:: SET OF TASKS ::
• a. In the Reddit recommendation engine write-up, replace "similarity engine" with "matching engine" and reproduce the passage starting with "On this final" and going on through "that initial set.".
• b. Extend the Reddit recommendation engine write-up by continuing it from its last sentence.

:: PASSAGE TO READ ::

(begin)

On this final part of my series about Building a recommendation engine for Reddit I will explain how to use the similarity engine on a web application.
We left Part 3 with a fully functional similarity engine, that given a set of subreddits for a Redditor it would return the top N subreddits that are more similar to that initial set.
Step 4. Building the web application
To build the web application, we need to decide how to implement it. In my case, I chose to write this web application in Go, because is a language that requires very little memory (compared to other higher level languages such as python), and also because Go is designed for concurrency (and we will need concurrency).
So first we start with the template that the client (i.e, the user that goes to the site with his browser):
index.html
<!DOCTYPE html>
<html lang="en">
<head>
<meta charset="utf-8">
<meta http-equiv="X-UA-Compatible" content="IE=edge">
<meta name="viewport" content="width=device-width, initial-scale=1">
<meta name="description" content="Reddit Recommendation engine">
<meta name="author" content="@manugarri">
<title>Find a sub</title>
<link rel="stylesheet" href="https://maxcdn.bootstrapcdn.com/bootstrap/3.3.1/css/bootstrap.min.css">
<link href="css/custom.css" rel="stylesheet">
<link href='http://fonts.googleapis.com/css?family=Arvo:400,700|Signika:300' rel='stylesheet' type='text/css'>
<link rel="shortcut icon" href="images/favicon.ico">
</head>
<body>
<div class="jumbotron">
<div class="container">
<h1>Reddit recommendation engine</h1>
<p>A basic implementation of a recommendation engine. It can recommend personalized subreddits based on each sub userbase</p>
<h2>Discover new subreddits based on your subscriptions</h2>
<form action="/auth" class="new-entry" )>
<input type=submit value="Recommend me!" class="btn btn-primary">
</form>
</div>
</div>
<hr>
<footer>
<p><em>Made by </em><a href="http://www.manugarri.com" target="_blank">@manugarri</a> with <3 for Reddit</em></p>
</footer>
<script src="https://maxcdn.bootstrapcdn.com/bootstrap/3.3.1/js/bootstrap.min.js">
</body>
</html>
Nothing impressive here. Just a landing page with a button that starts the reddit oauth process. When a user press the "Recommend me!"

(end)

:: Collected data entries ::
(begin)

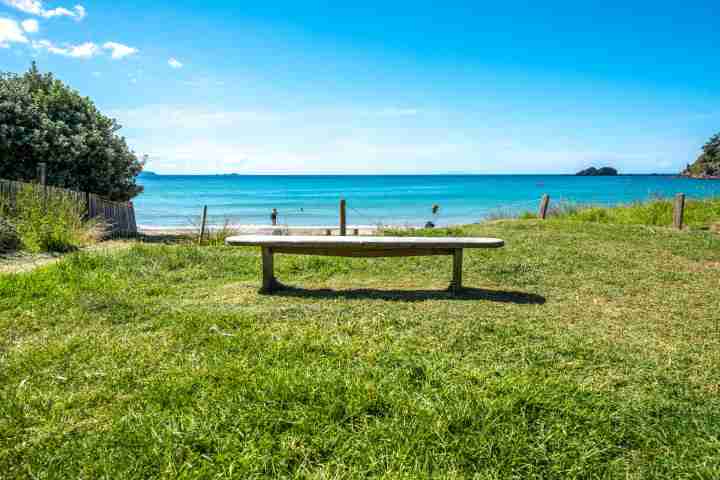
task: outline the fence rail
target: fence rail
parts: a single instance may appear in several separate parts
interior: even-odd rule
[[[108,233],[113,236],[137,235],[135,208],[132,202],[113,202],[94,193],[3,179],[0,179],[0,199],[14,205],[18,193],[24,188],[32,188],[39,195],[47,195],[49,198],[62,195],[76,201],[83,206],[87,218],[105,222],[108,225]]]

(end)

:: WRITTEN RESPONSES ::
• a.
On this final part of my series about Building a recommendation engine for Reddit I will explain how to use the matching engine on a web application.
We left Part 3 with a fully functional matching engine, that given a set of subreddits for a Redditor it would return the top N subreddits that are more similar to that initial set.

• b.
Button, the client sends a request to /auth
(this is a relative path, so in this case, if the main page is findasub.manugarri.com, /auth will redirect to http://findasub.manugarri.com/auth)
Let’s see how the main server file looks in Go:
package main
import (
"models"
"net/http"
"utils"
"github.com/codegangsta/negroni"
"github.com/coopernurse/gorp"
"github.com/gorilla/sessions"
"github.com/joho/godotenv"
"github.com/julienschmidt/httprouter"
)
var (
sessionStore *sessions.CookieStore
dbmap *gorp.DbMap
)
func main() {
err := godotenv.Load()
utils.CheckErr(err, "Error loading Environment Variables")
dbmap = models.InitDb()
cookieSecret := "a"
sessionStore = sessions.NewCookieStore([]byte(cookieSecret))
r := setupRoutes()
n := negroni.New()
n.Use(negroni.NewLogger())
n.Use(negroni.NewRecovery())
n.Use(negroni.NewStatic(http.Dir("public")))
n.UseHandler(r)
n.Run(":4000")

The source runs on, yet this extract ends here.